Start of Records for the exercise

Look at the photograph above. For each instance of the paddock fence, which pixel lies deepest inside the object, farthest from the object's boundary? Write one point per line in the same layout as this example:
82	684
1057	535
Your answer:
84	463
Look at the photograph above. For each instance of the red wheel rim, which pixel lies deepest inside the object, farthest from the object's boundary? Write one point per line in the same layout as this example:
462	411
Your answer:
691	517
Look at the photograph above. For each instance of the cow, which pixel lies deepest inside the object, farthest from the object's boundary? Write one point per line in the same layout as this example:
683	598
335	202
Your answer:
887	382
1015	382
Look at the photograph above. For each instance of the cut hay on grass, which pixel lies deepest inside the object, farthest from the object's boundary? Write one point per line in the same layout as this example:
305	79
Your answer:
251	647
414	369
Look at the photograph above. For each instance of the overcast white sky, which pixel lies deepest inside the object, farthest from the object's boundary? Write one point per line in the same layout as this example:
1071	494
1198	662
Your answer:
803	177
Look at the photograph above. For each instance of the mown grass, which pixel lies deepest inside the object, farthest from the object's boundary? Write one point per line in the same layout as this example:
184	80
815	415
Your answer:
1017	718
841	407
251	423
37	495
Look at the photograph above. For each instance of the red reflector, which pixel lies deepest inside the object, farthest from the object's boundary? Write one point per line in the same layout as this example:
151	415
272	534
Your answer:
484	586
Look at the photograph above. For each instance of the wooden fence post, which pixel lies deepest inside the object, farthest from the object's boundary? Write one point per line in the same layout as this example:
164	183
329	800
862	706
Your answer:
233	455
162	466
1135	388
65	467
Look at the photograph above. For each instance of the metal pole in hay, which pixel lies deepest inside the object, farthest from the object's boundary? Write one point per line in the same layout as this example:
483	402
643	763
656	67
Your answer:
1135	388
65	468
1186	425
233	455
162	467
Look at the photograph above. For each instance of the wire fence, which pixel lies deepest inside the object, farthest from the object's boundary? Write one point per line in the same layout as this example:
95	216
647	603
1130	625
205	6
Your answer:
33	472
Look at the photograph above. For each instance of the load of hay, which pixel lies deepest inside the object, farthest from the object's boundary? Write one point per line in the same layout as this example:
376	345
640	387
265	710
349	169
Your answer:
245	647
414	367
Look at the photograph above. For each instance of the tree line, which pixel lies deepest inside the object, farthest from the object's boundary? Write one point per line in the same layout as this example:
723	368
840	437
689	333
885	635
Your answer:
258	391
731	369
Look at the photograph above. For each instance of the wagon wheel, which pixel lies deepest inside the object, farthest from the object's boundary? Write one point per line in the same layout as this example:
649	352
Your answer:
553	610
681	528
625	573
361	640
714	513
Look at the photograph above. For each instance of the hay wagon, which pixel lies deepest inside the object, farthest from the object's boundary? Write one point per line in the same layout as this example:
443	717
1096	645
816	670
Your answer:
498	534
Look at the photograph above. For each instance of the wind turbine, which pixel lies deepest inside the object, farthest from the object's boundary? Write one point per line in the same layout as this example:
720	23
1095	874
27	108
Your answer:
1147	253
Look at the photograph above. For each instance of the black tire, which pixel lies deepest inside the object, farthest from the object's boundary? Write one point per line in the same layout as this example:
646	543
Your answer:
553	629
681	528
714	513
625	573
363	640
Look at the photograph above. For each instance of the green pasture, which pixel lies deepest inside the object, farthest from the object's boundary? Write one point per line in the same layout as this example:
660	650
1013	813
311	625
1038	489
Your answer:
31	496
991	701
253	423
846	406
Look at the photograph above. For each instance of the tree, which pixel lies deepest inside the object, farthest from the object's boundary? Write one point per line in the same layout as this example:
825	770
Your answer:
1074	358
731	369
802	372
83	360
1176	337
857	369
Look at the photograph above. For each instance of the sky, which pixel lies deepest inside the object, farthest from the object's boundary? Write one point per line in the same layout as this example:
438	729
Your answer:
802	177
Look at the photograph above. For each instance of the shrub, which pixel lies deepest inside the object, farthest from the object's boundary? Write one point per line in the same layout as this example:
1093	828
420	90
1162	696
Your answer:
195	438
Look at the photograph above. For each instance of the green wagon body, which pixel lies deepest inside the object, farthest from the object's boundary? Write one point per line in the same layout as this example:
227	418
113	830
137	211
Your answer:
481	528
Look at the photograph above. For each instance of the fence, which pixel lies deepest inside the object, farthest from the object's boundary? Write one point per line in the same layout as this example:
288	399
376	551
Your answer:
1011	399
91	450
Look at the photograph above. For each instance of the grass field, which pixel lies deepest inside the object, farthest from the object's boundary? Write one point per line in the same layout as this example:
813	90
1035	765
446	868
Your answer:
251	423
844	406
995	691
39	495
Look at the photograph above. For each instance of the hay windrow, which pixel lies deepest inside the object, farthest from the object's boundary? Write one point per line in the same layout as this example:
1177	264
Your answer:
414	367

End of Records for the exercise

**What is required**:
Could you write out, exactly, each line of the data above from the one containing "the green wagon" through the last, including both?

**Answer area**:
Look at the photograph above. For each instance of the green wagon body, which pixel lies deepest inside the object, farthest from the object's boundary? Write one point per line in the same layout as this example:
227	418
113	830
137	211
Your answer:
481	528
Look at the photograph above. For each instance of the fence, which pixel lies deepest inside the object, farthest from the object's boundary? Write one point per line in the same layout as this example:
288	399
376	551
Your answer:
1011	399
91	450
Look at the photograph above. For each instance of the grass field, which pixel lies deepest inside the object, farthest from the object's boundary? Write one point per line in the same layout as this example:
813	90
1035	765
446	868
Your answer:
251	423
844	406
995	691
39	495
Look at the photograph above. For each instance of the hay windrow, which pixel lies deepest inside the object, farthest from the object's boundary? Write one point per line in the same layout as this example:
1177	264
Your answer:
414	367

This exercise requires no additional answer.